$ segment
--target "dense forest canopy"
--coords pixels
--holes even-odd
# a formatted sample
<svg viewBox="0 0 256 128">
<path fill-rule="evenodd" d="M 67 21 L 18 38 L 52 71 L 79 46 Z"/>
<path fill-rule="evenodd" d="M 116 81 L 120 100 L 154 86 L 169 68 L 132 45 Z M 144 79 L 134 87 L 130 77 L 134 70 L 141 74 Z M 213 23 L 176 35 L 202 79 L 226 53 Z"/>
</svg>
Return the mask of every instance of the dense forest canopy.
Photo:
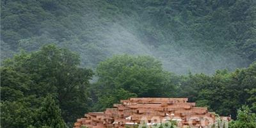
<svg viewBox="0 0 256 128">
<path fill-rule="evenodd" d="M 1 0 L 1 127 L 188 97 L 256 127 L 255 0 Z"/>
<path fill-rule="evenodd" d="M 254 0 L 1 0 L 1 57 L 54 43 L 95 68 L 113 54 L 150 55 L 178 74 L 255 61 Z"/>
<path fill-rule="evenodd" d="M 54 45 L 31 53 L 22 51 L 4 61 L 1 127 L 64 127 L 64 121 L 71 127 L 87 111 L 137 97 L 188 97 L 221 115 L 237 116 L 231 124 L 234 127 L 256 126 L 256 63 L 232 72 L 179 76 L 164 71 L 152 57 L 119 55 L 97 65 L 99 79 L 92 84 L 92 70 L 79 63 L 77 54 Z M 245 122 L 240 115 L 252 119 Z"/>
</svg>

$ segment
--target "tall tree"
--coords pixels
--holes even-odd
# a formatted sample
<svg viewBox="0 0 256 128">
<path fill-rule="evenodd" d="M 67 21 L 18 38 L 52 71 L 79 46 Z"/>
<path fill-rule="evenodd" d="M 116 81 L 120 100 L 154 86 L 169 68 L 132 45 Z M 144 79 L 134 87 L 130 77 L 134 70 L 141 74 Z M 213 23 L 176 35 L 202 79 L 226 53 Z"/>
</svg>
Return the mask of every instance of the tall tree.
<svg viewBox="0 0 256 128">
<path fill-rule="evenodd" d="M 61 110 L 54 99 L 47 95 L 39 108 L 35 119 L 34 127 L 38 128 L 65 128 Z"/>
</svg>

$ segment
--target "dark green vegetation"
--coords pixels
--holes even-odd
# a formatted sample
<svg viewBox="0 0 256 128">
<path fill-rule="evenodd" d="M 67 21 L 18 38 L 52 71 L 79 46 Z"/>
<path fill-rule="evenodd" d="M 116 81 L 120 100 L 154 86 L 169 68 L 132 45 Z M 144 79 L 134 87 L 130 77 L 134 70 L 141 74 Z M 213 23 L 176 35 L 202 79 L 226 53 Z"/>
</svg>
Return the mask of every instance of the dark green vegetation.
<svg viewBox="0 0 256 128">
<path fill-rule="evenodd" d="M 256 59 L 255 0 L 1 0 L 1 56 L 55 43 L 95 68 L 115 54 L 159 58 L 179 74 Z"/>
<path fill-rule="evenodd" d="M 132 97 L 189 97 L 255 127 L 255 0 L 1 3 L 1 127 L 71 126 Z"/>
<path fill-rule="evenodd" d="M 6 60 L 1 67 L 1 127 L 65 127 L 64 121 L 72 126 L 86 112 L 136 97 L 189 97 L 234 119 L 246 105 L 232 125 L 255 126 L 256 63 L 211 76 L 178 76 L 150 56 L 116 56 L 98 65 L 92 84 L 92 70 L 79 64 L 79 56 L 54 45 Z"/>
</svg>

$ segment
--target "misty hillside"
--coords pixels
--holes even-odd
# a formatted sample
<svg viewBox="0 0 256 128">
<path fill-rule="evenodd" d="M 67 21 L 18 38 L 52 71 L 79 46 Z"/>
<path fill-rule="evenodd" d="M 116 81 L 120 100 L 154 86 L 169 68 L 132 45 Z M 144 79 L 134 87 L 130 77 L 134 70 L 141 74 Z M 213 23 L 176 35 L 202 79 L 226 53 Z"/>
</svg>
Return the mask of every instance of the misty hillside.
<svg viewBox="0 0 256 128">
<path fill-rule="evenodd" d="M 56 44 L 95 68 L 147 54 L 178 74 L 234 70 L 256 60 L 254 0 L 1 0 L 1 58 Z"/>
</svg>

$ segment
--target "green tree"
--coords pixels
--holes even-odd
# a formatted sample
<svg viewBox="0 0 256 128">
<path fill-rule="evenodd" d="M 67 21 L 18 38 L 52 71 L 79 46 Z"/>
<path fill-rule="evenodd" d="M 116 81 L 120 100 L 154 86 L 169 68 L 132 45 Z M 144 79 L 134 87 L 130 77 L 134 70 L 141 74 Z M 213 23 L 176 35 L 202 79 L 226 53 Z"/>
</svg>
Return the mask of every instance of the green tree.
<svg viewBox="0 0 256 128">
<path fill-rule="evenodd" d="M 104 109 L 131 97 L 174 96 L 171 74 L 161 66 L 154 58 L 129 55 L 100 63 L 96 70 L 99 80 L 95 86 L 100 88 L 97 104 Z"/>
<path fill-rule="evenodd" d="M 229 124 L 230 128 L 256 127 L 256 114 L 252 113 L 248 106 L 243 106 L 237 111 L 237 120 Z"/>
<path fill-rule="evenodd" d="M 51 96 L 47 95 L 36 113 L 35 127 L 65 128 L 66 125 L 61 117 L 61 110 Z"/>
<path fill-rule="evenodd" d="M 79 63 L 77 54 L 54 45 L 31 53 L 21 52 L 1 67 L 2 99 L 35 97 L 28 102 L 36 108 L 47 95 L 55 95 L 65 120 L 74 122 L 88 110 L 87 88 L 93 75 L 92 70 L 79 67 Z"/>
</svg>

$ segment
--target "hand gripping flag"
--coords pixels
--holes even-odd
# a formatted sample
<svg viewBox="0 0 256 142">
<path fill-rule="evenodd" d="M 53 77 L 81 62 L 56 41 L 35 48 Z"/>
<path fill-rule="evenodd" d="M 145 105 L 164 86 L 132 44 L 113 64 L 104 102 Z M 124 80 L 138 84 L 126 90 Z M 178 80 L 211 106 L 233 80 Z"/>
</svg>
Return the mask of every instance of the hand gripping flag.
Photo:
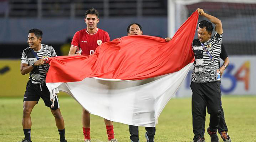
<svg viewBox="0 0 256 142">
<path fill-rule="evenodd" d="M 50 58 L 46 83 L 90 113 L 133 125 L 154 127 L 194 61 L 195 12 L 172 40 L 130 35 L 103 43 L 92 55 Z M 53 101 L 54 102 L 54 101 Z"/>
</svg>

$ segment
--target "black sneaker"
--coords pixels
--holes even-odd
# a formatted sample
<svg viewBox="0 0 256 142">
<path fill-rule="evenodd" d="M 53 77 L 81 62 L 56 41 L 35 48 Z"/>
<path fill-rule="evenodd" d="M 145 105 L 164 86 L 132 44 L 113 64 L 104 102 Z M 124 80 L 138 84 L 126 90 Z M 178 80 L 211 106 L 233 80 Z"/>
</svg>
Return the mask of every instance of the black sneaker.
<svg viewBox="0 0 256 142">
<path fill-rule="evenodd" d="M 154 137 L 153 138 L 148 137 L 148 132 L 146 132 L 146 133 L 145 134 L 145 136 L 146 137 L 146 139 L 147 139 L 146 142 L 154 142 L 155 141 L 154 140 L 155 138 Z"/>
<path fill-rule="evenodd" d="M 209 127 L 207 128 L 207 132 L 211 137 L 211 142 L 219 142 L 219 138 L 217 135 L 217 131 L 211 132 L 209 130 Z"/>
<path fill-rule="evenodd" d="M 204 138 L 204 137 L 201 139 L 202 140 L 202 142 L 205 142 L 205 139 Z"/>
<path fill-rule="evenodd" d="M 32 142 L 32 141 L 30 141 L 29 140 L 27 140 L 27 139 L 26 138 L 24 138 L 25 139 L 22 140 L 22 141 L 21 141 L 21 142 Z"/>
<path fill-rule="evenodd" d="M 203 142 L 202 138 L 200 137 L 198 137 L 194 139 L 194 141 L 192 142 Z"/>
<path fill-rule="evenodd" d="M 223 140 L 223 141 L 225 142 L 231 142 L 231 138 L 229 137 L 229 134 L 226 131 L 221 132 L 220 132 L 220 137 Z"/>
</svg>

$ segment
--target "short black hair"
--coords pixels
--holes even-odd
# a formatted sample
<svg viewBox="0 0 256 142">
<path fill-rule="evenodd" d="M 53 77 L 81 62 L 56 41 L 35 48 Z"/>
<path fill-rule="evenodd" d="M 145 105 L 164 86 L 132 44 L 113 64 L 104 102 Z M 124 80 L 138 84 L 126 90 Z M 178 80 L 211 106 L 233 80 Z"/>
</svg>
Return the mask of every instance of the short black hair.
<svg viewBox="0 0 256 142">
<path fill-rule="evenodd" d="M 36 36 L 39 39 L 39 38 L 43 37 L 43 32 L 41 30 L 37 29 L 32 29 L 29 31 L 29 34 L 30 33 L 34 33 Z"/>
<path fill-rule="evenodd" d="M 198 24 L 198 28 L 203 28 L 204 27 L 206 28 L 206 30 L 209 33 L 211 33 L 213 30 L 213 24 L 206 20 L 203 20 L 200 21 Z"/>
<path fill-rule="evenodd" d="M 97 18 L 99 18 L 99 13 L 98 10 L 96 10 L 94 8 L 90 9 L 86 11 L 85 12 L 85 18 L 86 18 L 86 16 L 88 14 L 94 14 L 96 15 L 97 16 Z"/>
<path fill-rule="evenodd" d="M 141 25 L 140 25 L 139 24 L 135 23 L 135 22 L 133 22 L 131 24 L 130 24 L 128 26 L 128 27 L 127 27 L 127 33 L 130 33 L 130 26 L 133 24 L 135 24 L 138 25 L 138 26 L 139 26 L 139 29 L 140 30 L 142 30 L 142 27 L 141 27 Z"/>
</svg>

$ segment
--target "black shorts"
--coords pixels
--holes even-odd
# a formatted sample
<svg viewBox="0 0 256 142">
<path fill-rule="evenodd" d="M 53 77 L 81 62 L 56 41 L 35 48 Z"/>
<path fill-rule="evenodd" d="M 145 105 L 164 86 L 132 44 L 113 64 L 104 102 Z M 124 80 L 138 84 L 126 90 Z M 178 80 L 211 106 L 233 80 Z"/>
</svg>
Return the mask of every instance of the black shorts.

# [Task]
Repeat the lines from the very first one through the line containing "1 127 L 188", both included, and leave the pictures out.

# [Answer for this exercise]
$ segment
--target "dense forest canopy"
--coords pixels
--holes even-odd
# a formatted sample
<svg viewBox="0 0 256 128">
<path fill-rule="evenodd" d="M 67 21 L 18 38 L 52 71 L 79 46 Z"/>
<path fill-rule="evenodd" d="M 116 81 L 120 100 L 154 86 L 169 68 L 132 45 Z M 144 79 L 134 87 L 130 77 L 134 70 L 141 74 Z M 213 23 L 176 35 L 202 79 L 226 53 Z"/>
</svg>
Return the mask of every instance of the dense forest canopy.
Photo:
<svg viewBox="0 0 256 128">
<path fill-rule="evenodd" d="M 1 0 L 1 127 L 188 97 L 256 127 L 255 0 Z"/>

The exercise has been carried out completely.